TASK PROMPT:
Extract every line of the material below and reproduce it faithfully.

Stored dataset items
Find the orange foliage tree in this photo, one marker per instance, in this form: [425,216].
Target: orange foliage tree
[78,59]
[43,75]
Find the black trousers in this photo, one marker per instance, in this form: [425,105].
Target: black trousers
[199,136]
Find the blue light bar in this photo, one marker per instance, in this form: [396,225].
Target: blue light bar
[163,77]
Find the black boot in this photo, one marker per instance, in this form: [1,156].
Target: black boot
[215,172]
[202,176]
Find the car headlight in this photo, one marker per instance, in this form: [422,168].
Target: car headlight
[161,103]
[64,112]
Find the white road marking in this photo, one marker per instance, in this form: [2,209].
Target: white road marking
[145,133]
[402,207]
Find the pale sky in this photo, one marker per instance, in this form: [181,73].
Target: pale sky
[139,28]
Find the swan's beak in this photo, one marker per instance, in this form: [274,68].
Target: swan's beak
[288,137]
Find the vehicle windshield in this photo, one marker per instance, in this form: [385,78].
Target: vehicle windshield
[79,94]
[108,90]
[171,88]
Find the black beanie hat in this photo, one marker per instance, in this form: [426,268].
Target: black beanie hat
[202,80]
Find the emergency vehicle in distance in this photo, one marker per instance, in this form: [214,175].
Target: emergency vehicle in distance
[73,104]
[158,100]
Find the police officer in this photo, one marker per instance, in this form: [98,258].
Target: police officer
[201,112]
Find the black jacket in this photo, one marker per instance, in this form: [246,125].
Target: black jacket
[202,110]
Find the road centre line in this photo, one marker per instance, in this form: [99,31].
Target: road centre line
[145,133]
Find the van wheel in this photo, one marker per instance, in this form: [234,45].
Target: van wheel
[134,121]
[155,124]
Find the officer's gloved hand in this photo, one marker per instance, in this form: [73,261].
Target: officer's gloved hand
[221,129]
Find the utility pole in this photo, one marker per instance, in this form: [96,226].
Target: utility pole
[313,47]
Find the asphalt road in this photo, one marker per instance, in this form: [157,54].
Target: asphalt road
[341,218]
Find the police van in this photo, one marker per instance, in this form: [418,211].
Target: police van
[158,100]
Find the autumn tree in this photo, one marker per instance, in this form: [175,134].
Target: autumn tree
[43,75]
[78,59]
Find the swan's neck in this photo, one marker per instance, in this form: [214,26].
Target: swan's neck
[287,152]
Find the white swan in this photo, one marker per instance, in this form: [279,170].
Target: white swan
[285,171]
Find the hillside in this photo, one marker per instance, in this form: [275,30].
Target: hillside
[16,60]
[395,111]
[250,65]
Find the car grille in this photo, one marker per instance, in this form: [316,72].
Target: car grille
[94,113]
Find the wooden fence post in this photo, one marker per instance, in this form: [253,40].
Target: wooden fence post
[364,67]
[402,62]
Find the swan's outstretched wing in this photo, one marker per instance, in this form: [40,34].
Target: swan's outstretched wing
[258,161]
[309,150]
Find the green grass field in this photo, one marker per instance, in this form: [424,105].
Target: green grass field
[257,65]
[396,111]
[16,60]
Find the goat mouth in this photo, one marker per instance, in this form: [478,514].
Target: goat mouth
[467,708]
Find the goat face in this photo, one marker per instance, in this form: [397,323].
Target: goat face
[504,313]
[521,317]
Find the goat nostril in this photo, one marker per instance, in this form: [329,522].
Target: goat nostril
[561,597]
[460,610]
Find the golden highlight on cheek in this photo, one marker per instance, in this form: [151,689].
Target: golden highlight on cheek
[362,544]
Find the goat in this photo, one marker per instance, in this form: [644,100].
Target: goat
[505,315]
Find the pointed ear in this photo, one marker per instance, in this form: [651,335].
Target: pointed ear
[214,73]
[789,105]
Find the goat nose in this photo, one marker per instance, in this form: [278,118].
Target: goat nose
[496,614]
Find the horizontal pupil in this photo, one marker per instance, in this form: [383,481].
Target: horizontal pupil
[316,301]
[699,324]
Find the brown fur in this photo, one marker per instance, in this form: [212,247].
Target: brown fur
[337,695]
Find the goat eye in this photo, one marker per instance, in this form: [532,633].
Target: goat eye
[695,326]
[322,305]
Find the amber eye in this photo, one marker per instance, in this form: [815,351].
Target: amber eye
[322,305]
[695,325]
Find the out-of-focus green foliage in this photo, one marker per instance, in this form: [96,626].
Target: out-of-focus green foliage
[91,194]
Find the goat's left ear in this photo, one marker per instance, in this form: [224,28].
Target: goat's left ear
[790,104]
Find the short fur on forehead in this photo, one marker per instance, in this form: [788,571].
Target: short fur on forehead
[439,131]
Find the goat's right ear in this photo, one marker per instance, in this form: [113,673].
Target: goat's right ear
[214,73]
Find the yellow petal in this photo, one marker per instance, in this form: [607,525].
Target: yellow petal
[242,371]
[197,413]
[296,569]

THE RESULT:
Find the orange foliage tree in this photo, one marker per instance, in this form: [425,216].
Target: orange foliage tree
[78,59]
[43,75]
Find the black trousers in this photo, one marker per instance, in this form: [425,105].
Target: black trousers
[199,136]
Find the blue light bar in this photo, one marker per instance, in this form: [396,225].
Target: blue light bar
[163,77]
Find the black boot in this photo, one marker per instance, in this form: [1,156].
Target: black boot
[215,172]
[202,176]
Find the car headlight in this photo, one marker per instance, in this form: [422,168].
Target: car headlight
[161,103]
[64,112]
Find the white road marking in this photo, one marker per instance, in this form: [2,209].
Target: white road marking
[145,133]
[402,207]
Find the pale sky in this photo, one marker per instance, in this form: [181,73].
Target: pale sky
[139,28]
Find the swan's beak in this photo, one marker per instance, in this form: [274,68].
Target: swan's beak
[288,137]
Find the vehicle windshield in this photo, one marker per instance, in this form: [385,78].
Target: vehicle windshield
[79,94]
[108,90]
[171,88]
Find the black beanie hat in this photo, one marker per instance, in this form: [426,268].
Target: black beanie hat
[202,80]
Find the emergency vehicle in distance in this photo, one marker per instance, in this form: [214,175].
Target: emergency vehicle in distance
[73,104]
[158,100]
Find the police officer in this photo, one marker per instance, in this form: [98,258].
Target: police officer
[201,112]
Find the black jacket in this photo, one marker per instance, in this form: [246,125].
Target: black jacket
[202,110]
Find the road centre line in this photo, one marker per instance, in this form: [99,31].
Target: road centre line
[145,133]
Find the van wheel in this photo, one marker per instance, in this form: [234,45].
Target: van wheel
[134,121]
[155,124]
Find the officer's gloved hand in this photo, one marker per instance, in this form: [73,261].
Target: officer's gloved hand
[221,129]
Find the utility pole in this photo, one marker per instance, in this form: [96,226].
Target: utility pole
[313,47]
Find the asphalt road in this photo, one marker per instance, in this form: [157,54].
Target: asphalt road
[341,218]
Find the police van in this photo, one marker per instance, in this form: [418,211].
Target: police van
[158,100]
Find the autumn tree in this photo, one marker per instance, in this form: [175,134].
Target: autumn tree
[43,75]
[78,59]
Find the swan's neck in this photo, one marker per instance, in this form: [214,26].
Target: swan's neck
[287,152]
Find the white swan in this photo, one marker per instance, in this form: [279,170].
Target: white swan
[285,171]
Find the hillside in this photo, one marker per instance, in this form: [275,30].
Target: hillside
[16,60]
[395,111]
[250,65]
Find the car grille in this photo, one marker per instance, in this form: [316,72].
Target: car grille
[94,113]
Find the wooden fence post in this photo, one marker per instance, in this form: [253,40].
Target: wooden fence post
[364,67]
[402,62]
Find the swan's outstretched wing in this photo, one marker per instance, in this form: [40,34].
Target: swan's outstretched wing
[258,161]
[309,150]
Find the green grass field in this photo, one marker per instance, in this form: [424,105].
Target: green grass field
[257,65]
[396,111]
[16,60]
Find the goat mouth in this photo, one marker per instance, in this form: [478,514].
Target: goat mouth
[467,708]
Find the goat face in this photo, one marker per instance, in this form: [397,323].
Target: goat face
[504,313]
[521,317]
Find the goat nostril in this photo, one marker per instance, in this form: [329,522].
Target: goat nostril
[561,597]
[460,610]
Find the golden highlight on cheek in this photo, one marker per instance, in this form: [151,689].
Target: golden highlight on cheek
[362,544]
Find the goat in this photo, one marker per instance, in this form: [644,100].
Target: goat
[505,315]
Find the pointed ear in this photo, one marker per instance, in this form: [651,335].
Target: pointed ear
[214,73]
[789,105]
Find the goat nose in this photo, one marker per instance, in this form: [278,118].
Target: goat nose
[496,614]
Find the horizontal pupil in this photo, one marker per instance, in this form: [383,481].
Target: horizontal pupil
[316,301]
[699,324]
Find the brown fur in this photo, one marker per instance, in this form: [212,247].
Target: brown fur
[337,695]
Find the goat eye in this photo, one marker per instance, in this form: [532,633].
Target: goat eye
[695,326]
[322,305]
Find the amber eye in this photo, one marker per instance, in this form: [815,351].
Target: amber eye
[322,305]
[695,325]
Find the out-of-focus green foliage in this photo, one marker per instance, in this form: [96,626].
Target: out-of-focus green foliage
[91,194]
Find the goat's left ear in this photo, one marker per instance, in this form: [224,28].
Target: goat's left ear
[790,104]
Find the short fur on forehead in this photo, one marker per instance, in this form: [788,571].
Target: short fur on forehead
[439,131]
Find the goat's right ear in this photo, one marker per instance, in this form: [113,673].
Target: goat's right ear
[214,73]
Find the yellow petal in this photo, one marker per instance, in this form: [607,525].
Target: yellow petal
[242,371]
[197,413]
[296,569]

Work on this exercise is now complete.